(Task details):
Search the records for the word "headlamp" and report each line that has it.

(Point-per-instance localization data):
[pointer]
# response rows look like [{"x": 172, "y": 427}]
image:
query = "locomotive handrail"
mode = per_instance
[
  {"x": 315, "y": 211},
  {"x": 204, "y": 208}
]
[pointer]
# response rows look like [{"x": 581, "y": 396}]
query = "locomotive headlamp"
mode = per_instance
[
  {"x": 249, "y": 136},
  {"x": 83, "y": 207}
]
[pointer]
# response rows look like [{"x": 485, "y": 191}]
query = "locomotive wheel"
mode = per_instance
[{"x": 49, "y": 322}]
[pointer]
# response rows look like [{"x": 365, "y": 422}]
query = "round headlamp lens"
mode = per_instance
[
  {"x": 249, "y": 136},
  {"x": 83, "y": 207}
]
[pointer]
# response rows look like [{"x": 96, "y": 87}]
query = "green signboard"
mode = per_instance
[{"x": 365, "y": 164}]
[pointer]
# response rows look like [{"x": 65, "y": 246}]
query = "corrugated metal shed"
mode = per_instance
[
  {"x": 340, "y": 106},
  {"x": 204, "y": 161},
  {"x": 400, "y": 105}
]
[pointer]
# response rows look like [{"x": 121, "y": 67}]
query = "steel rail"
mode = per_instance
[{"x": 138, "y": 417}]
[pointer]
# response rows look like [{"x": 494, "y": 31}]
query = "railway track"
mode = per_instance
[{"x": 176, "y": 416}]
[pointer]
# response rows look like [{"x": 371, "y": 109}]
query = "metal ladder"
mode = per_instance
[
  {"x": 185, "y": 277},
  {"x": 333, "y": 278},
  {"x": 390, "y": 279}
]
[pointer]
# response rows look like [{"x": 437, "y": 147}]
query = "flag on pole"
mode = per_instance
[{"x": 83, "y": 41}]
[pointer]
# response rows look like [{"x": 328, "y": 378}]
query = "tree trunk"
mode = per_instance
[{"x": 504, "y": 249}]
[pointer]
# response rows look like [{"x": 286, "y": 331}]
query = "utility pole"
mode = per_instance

(Finished exercise):
query = "locomotive headlamp"
query = "round headlamp lens"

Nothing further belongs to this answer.